**Instructions for the task:**
Each line below should be copied exactly as it stands.

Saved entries

*** Begin section ***

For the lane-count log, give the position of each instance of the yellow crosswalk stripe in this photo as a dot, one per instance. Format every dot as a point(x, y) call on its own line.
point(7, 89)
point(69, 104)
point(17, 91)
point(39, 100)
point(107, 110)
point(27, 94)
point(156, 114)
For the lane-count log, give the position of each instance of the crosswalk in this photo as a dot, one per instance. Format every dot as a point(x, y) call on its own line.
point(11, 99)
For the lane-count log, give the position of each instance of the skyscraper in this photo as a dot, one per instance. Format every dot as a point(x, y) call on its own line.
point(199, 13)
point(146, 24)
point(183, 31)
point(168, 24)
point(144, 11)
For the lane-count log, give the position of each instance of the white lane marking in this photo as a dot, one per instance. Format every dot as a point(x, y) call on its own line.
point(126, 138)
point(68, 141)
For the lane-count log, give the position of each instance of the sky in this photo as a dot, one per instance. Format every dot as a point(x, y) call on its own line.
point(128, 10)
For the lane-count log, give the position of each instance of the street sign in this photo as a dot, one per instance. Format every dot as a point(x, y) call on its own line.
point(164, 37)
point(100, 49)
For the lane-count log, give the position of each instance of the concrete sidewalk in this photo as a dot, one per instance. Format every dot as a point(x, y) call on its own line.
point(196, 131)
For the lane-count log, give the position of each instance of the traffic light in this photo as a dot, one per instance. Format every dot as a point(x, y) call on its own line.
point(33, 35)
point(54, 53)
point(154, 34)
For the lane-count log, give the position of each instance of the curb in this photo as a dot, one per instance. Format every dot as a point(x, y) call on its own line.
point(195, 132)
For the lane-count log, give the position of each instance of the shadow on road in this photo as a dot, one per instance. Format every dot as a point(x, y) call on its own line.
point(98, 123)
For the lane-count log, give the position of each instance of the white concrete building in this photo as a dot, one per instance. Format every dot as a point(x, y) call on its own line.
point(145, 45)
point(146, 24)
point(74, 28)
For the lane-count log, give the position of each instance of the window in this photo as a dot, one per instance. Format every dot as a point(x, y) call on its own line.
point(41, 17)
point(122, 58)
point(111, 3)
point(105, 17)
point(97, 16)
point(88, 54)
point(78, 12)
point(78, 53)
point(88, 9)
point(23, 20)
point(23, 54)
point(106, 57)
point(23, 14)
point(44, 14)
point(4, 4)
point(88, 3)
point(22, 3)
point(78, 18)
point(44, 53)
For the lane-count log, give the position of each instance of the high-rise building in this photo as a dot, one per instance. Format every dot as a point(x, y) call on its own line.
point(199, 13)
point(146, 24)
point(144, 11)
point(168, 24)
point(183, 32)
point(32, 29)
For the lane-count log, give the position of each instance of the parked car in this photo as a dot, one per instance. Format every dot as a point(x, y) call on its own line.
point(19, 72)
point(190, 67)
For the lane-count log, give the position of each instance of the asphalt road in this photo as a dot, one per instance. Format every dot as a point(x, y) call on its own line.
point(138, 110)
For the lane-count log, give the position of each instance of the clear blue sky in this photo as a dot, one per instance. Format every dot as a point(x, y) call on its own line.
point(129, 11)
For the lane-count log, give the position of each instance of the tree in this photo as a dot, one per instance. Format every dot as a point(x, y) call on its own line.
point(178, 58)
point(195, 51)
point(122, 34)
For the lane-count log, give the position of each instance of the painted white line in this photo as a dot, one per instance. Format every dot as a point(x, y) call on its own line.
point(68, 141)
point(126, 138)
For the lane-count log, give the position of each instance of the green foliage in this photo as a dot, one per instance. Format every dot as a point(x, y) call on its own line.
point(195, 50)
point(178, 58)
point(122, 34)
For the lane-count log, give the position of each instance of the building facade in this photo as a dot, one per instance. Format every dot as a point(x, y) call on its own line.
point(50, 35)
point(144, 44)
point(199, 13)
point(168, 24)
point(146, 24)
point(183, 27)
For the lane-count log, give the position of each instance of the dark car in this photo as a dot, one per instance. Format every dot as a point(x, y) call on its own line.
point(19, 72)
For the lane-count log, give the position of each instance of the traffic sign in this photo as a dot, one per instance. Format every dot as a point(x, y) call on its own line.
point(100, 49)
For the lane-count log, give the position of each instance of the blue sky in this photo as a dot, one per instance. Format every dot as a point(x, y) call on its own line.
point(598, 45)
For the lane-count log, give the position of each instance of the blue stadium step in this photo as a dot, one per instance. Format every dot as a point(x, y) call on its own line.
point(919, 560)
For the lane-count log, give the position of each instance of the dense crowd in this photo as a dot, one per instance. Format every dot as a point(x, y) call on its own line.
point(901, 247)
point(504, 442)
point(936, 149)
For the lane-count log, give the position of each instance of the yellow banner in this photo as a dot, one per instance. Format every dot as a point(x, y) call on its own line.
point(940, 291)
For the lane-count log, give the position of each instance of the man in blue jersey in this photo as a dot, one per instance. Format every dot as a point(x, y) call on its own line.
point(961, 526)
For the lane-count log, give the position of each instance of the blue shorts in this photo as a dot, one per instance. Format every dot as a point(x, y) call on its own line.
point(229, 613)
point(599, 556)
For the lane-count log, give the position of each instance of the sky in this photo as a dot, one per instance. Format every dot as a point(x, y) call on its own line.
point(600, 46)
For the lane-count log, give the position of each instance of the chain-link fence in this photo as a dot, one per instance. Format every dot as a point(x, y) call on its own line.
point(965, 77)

*** End section ***

**Answer to this exercise:**
For the lane-count log, give the position of each instance of the yellow crosswalk stripe in this photo as a dot, one per instance. Format every dot as a point(x, y) call on its own line.
point(7, 89)
point(69, 104)
point(17, 91)
point(39, 100)
point(107, 110)
point(27, 94)
point(156, 114)
For the lane-count log, give the position of each instance of the crosswalk in this photo as a dot, one per instance. Format every dot as a point(x, y) call on its own line.
point(11, 99)
For the lane-count log, give the position of each instance of the skyscraper in this photo as a dot, one per instance. Format every dot as a point(x, y) call on its own line.
point(199, 13)
point(146, 24)
point(183, 31)
point(168, 24)
point(144, 11)
For the lane-count log, give the position of each instance of the white lane marking in this photo as a dot, one per instance. Format every dot as a point(x, y) call on its own line.
point(126, 138)
point(68, 141)
For the lane-count log, give the position of each instance of the sky in this photo as a dot, one per instance. Format every dot as a point(x, y) call on its own line.
point(128, 10)
For the lane-count log, give the position of each instance of the street sign in this photo as a dot, one per instance. Format every dot as a point(x, y) call on its own line.
point(164, 37)
point(100, 49)
For the lane-count log, give the position of each instance of the concrete sidewalk in this photo as a dot, one per instance. Format every dot as a point(x, y) call on its own line.
point(196, 131)
For the lane-count log, give the position of each instance of the traffic light in this photo as a dot, one per instance. Format every dot as a point(x, y) call on its own line.
point(33, 35)
point(54, 53)
point(154, 34)
For the lane-count log, give the position of each instance of the curb in this photo as a dot, one per instance. Format every dot as a point(x, y) call on its own line.
point(195, 132)
For the lane-count log, give the position of each instance of the shadow on road in this photo as a dot, one per instance. Format every dot as a point(x, y) call on its own line.
point(98, 123)
For the lane-count log, give the position of each instance of the white concrete building in this photo as a dot, one per instance. Format every dot as a point(x, y) call on its own line.
point(145, 45)
point(146, 24)
point(74, 28)
For the lane-count log, give the position of each instance of the window in this photo as a dot, one per instance. Format every dot as a point(x, y) call on its own line.
point(41, 17)
point(122, 58)
point(111, 3)
point(105, 17)
point(97, 16)
point(88, 54)
point(78, 12)
point(78, 53)
point(88, 9)
point(23, 20)
point(23, 54)
point(106, 57)
point(23, 14)
point(44, 14)
point(4, 4)
point(88, 3)
point(22, 3)
point(78, 18)
point(44, 53)
For the lane-count log, give the position of each instance of the high-rise building in this photo as a dot, one per instance. Format every dot as a point(x, y) call on its own line.
point(199, 13)
point(146, 24)
point(144, 11)
point(168, 24)
point(183, 32)
point(32, 29)
For the lane-count log, give the position of each instance of the parked car in this photo as a dot, one per instance. Format every dot as a point(x, y) call on its own line.
point(19, 72)
point(190, 67)
For the lane-count log, give the position of each instance of the asphalt road in this photo as a dot, one per instance. Format every dot as a point(x, y) call on its own line.
point(138, 110)
For the lane-count log, give the position of each instance of the clear blue sky in this photo as a dot, one per instance. Format every dot as a point(x, y) call on its own line.
point(129, 11)
For the lane-count log, give the position of each instance of the tree in this photo as a dot, one per instance. Format every dot as a point(x, y) call on its own line.
point(178, 58)
point(195, 51)
point(122, 34)
For the lane-count log, give the position of each instance of the painted white line in this photo as a dot, one per instance. Format every dot as a point(x, y) call on its own line.
point(68, 141)
point(126, 138)
For the lane-count log, give the position of each instance of the green foliage in this photo as a dot, one per instance. Format every dot as a point(x, y) call on its own line.
point(195, 50)
point(178, 58)
point(122, 34)
For the lane-count log, give the position of each instance of the building facade in this photo as a dot, one per instance. Format every dot as a point(x, y) call on its own line.
point(50, 35)
point(144, 44)
point(199, 13)
point(168, 24)
point(146, 24)
point(183, 27)
For the lane-count log, give the position of each instance of the dark car in this photo as a dot, one per instance. Format every dot as a point(x, y) call on its own line.
point(19, 72)
For the lane-count log, give the position of each instance of the traffic sign in this photo as a dot, one per instance. Format every dot as a point(x, y) call on its own line.
point(100, 49)
For the lane-count log, give the position of each instance of the blue sky in this photo as a dot, one per instance. Format every dot as a point(x, y) call on its own line.
point(598, 45)
For the lane-count log, give the position of each instance of the blue stadium step in this photo as a dot, one per instance. Format every dot as a point(x, y) call on its own line.
point(919, 560)
For the lane-count log, give the position of each instance of the dense crowd in this photo as a dot, one per instance. Format every dot as a point(x, y) call on its own line.
point(901, 247)
point(504, 442)
point(936, 149)
For the lane-count log, give the position of each instance of the yellow banner in this photo as a dot, one per instance. Format every dot as a point(x, y) call on its own line.
point(940, 291)
For the lane-count log, give the position of each instance of the man in blue jersey in this photo as a dot, one per instance. Format every dot as a point(x, y) call on its own line.
point(961, 526)
For the lane-count log, give the position of each instance of the blue shorts in this photo as a dot, one per instance. Format every dot as a point(x, y) call on its own line.
point(229, 613)
point(599, 556)
For the lane-count log, give the position of each instance of the sky in this photo as a dot, one per instance. Format every dot as a point(x, y) call on its own line.
point(600, 46)
For the lane-count log, give the position of each instance of the chain-link fence in this photo as a dot, one per instance. Format every dot as a point(x, y) call on its own line.
point(965, 77)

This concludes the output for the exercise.